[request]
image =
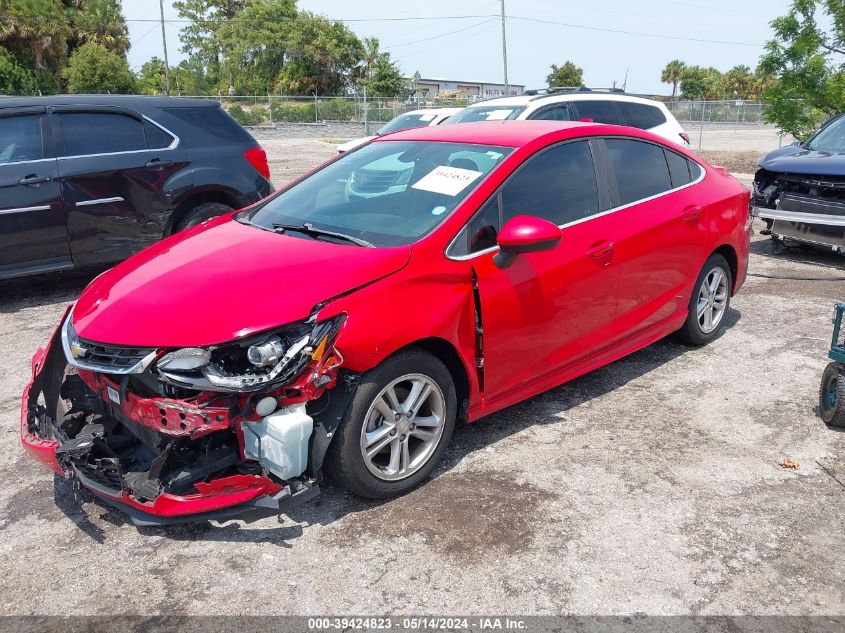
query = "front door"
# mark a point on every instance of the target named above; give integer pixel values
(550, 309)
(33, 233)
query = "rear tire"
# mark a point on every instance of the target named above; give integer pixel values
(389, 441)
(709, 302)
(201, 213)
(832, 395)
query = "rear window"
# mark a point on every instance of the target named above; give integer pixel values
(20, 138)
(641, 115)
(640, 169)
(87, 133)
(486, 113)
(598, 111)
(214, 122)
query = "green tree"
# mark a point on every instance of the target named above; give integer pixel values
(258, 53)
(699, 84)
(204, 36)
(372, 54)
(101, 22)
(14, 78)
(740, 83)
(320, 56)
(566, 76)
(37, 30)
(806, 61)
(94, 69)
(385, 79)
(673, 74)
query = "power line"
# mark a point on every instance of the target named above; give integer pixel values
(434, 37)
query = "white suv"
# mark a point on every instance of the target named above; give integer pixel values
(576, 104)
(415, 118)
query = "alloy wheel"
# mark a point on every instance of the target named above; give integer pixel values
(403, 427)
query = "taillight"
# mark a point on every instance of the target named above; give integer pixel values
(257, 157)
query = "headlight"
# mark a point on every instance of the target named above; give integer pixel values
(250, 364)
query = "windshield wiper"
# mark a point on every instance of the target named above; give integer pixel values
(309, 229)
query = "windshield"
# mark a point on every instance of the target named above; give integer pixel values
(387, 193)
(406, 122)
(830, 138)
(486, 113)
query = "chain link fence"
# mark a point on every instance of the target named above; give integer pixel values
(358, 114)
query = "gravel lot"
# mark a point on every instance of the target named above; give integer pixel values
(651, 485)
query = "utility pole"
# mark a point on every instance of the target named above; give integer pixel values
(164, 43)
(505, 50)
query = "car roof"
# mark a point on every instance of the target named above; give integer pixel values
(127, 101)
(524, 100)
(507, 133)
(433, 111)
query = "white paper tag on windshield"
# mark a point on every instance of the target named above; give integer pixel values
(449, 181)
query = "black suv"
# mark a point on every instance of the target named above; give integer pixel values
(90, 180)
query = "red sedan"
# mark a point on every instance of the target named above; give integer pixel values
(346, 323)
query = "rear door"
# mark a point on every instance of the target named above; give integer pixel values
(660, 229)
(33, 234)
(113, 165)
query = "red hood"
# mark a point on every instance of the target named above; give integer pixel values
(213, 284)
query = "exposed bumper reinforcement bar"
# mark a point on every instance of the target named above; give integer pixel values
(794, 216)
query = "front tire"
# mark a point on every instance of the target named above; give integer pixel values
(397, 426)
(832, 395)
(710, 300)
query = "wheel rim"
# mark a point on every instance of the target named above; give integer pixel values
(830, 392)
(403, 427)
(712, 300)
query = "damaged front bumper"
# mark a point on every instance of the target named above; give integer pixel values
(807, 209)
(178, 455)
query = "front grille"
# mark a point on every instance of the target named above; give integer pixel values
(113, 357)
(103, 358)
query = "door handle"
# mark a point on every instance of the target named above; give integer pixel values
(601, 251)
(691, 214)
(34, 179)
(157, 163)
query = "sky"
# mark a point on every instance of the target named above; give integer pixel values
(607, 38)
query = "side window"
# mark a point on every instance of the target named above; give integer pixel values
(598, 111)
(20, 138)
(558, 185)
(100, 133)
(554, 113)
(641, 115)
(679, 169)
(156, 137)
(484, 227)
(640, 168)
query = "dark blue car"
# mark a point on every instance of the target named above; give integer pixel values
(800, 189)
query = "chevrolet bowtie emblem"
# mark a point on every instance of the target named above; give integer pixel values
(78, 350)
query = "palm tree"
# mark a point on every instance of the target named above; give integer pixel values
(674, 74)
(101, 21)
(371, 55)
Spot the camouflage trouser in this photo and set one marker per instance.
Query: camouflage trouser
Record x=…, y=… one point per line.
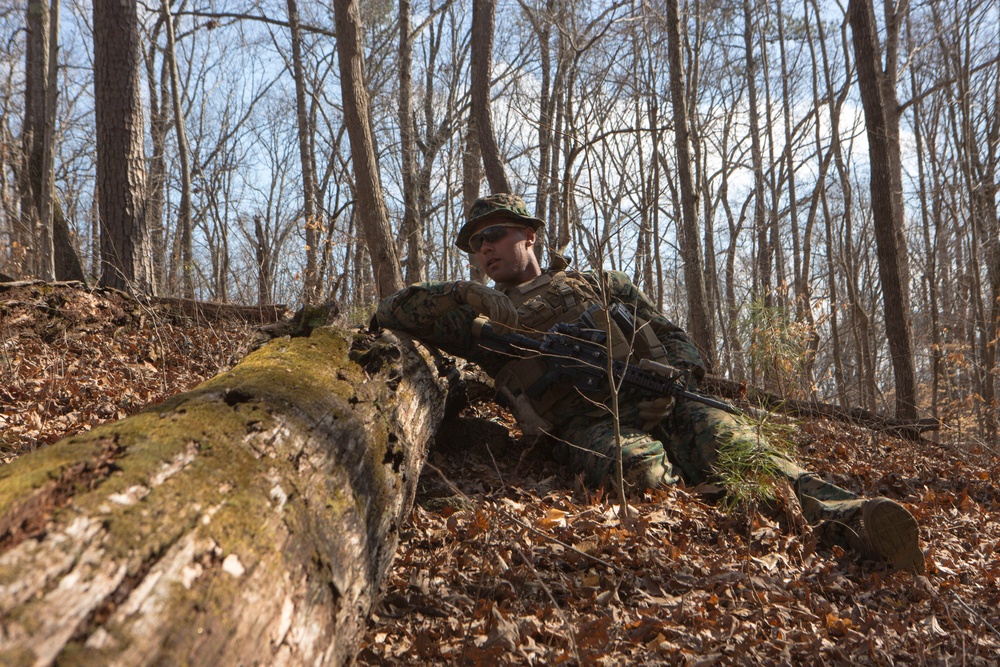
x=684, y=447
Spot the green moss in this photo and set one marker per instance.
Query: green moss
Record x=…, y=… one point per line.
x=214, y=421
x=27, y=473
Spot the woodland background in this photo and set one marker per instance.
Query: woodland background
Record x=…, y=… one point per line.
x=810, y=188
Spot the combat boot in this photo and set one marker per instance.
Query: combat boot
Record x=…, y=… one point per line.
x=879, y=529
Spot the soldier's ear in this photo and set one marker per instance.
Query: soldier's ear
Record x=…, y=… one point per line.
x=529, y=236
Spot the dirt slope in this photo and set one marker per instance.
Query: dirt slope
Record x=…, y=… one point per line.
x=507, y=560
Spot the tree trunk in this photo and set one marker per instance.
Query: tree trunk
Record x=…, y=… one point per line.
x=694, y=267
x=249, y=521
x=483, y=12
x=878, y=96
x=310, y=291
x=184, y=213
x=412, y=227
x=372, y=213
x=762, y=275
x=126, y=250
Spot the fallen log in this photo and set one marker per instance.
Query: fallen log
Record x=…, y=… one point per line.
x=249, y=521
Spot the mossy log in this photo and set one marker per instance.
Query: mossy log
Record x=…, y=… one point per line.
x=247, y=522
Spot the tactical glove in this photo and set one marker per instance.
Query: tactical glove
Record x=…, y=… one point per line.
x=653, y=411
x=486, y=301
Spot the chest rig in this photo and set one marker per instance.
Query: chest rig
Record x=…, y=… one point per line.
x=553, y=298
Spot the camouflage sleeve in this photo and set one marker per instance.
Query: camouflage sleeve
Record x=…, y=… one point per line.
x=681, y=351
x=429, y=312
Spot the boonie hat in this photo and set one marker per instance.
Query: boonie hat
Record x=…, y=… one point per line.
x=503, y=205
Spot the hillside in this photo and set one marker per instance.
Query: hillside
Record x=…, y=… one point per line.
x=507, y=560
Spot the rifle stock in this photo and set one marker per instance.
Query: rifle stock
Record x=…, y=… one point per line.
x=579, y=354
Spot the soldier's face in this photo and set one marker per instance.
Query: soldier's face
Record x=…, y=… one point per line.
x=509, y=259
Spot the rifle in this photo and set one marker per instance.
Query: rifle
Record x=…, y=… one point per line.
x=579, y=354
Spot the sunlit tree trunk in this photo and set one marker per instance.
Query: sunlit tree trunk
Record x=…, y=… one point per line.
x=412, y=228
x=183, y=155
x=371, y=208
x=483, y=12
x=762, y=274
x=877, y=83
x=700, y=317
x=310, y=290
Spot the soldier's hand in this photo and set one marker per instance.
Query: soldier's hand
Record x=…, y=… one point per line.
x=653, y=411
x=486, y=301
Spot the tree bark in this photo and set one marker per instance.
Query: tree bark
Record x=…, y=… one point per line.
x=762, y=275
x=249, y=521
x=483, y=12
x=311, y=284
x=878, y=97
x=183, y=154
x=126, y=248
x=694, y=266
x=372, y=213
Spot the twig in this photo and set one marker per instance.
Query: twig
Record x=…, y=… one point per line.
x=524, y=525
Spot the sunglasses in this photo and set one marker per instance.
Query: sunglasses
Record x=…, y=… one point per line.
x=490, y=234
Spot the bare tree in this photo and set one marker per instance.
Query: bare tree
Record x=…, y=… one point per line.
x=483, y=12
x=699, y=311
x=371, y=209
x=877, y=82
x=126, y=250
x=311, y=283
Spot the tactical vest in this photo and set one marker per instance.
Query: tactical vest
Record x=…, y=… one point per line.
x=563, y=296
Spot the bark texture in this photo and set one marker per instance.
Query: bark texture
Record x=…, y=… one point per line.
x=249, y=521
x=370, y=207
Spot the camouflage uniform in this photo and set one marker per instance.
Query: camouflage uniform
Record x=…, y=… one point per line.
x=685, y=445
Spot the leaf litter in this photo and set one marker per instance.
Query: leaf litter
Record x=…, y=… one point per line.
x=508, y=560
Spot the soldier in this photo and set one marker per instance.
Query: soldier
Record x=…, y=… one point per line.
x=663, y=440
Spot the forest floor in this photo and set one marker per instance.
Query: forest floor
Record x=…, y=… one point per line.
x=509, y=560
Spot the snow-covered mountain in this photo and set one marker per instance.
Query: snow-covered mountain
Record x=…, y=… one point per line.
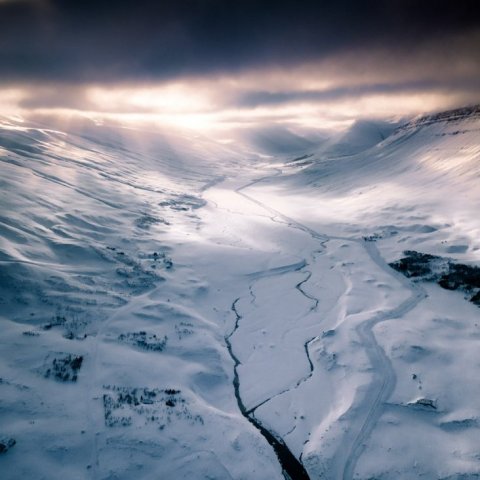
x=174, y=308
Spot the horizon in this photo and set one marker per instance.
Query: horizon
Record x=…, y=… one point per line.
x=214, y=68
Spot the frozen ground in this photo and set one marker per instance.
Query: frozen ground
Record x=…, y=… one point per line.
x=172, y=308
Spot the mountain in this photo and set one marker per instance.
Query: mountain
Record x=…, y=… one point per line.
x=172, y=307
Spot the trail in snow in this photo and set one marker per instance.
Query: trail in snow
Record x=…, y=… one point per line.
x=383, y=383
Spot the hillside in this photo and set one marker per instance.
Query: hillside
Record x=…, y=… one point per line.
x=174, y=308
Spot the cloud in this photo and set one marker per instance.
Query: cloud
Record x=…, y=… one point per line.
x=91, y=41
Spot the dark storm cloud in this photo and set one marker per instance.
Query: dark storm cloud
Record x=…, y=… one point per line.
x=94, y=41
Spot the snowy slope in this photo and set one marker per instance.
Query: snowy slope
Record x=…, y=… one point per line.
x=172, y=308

* WRITTEN EXERCISE: Your task is to write out the lines from the one with "Spot the trail" through the end of the records, exactly and with nothing added.

* WRITTEN RESPONSE:
Spot the trail in snow in this photo and set one marker per instance.
Query: trail in snow
Record x=…, y=… one point per line.
x=383, y=383
Spot the hillside in this photo and set one marker per instance.
Query: hillside
Record x=…, y=… one point per line.
x=174, y=308
Spot the cloud in this photo and set one marker per instance.
Query: cloud
Record x=…, y=… one point per line.
x=91, y=41
Spot the dark storm cloud in this photo and set one marker per instance.
Query: dark storm cloud
Record x=…, y=… one point per line.
x=94, y=41
Spot the snowy slope in this photo and set one marker per instance.
Query: snowy slope
Record x=…, y=… one point per line.
x=172, y=308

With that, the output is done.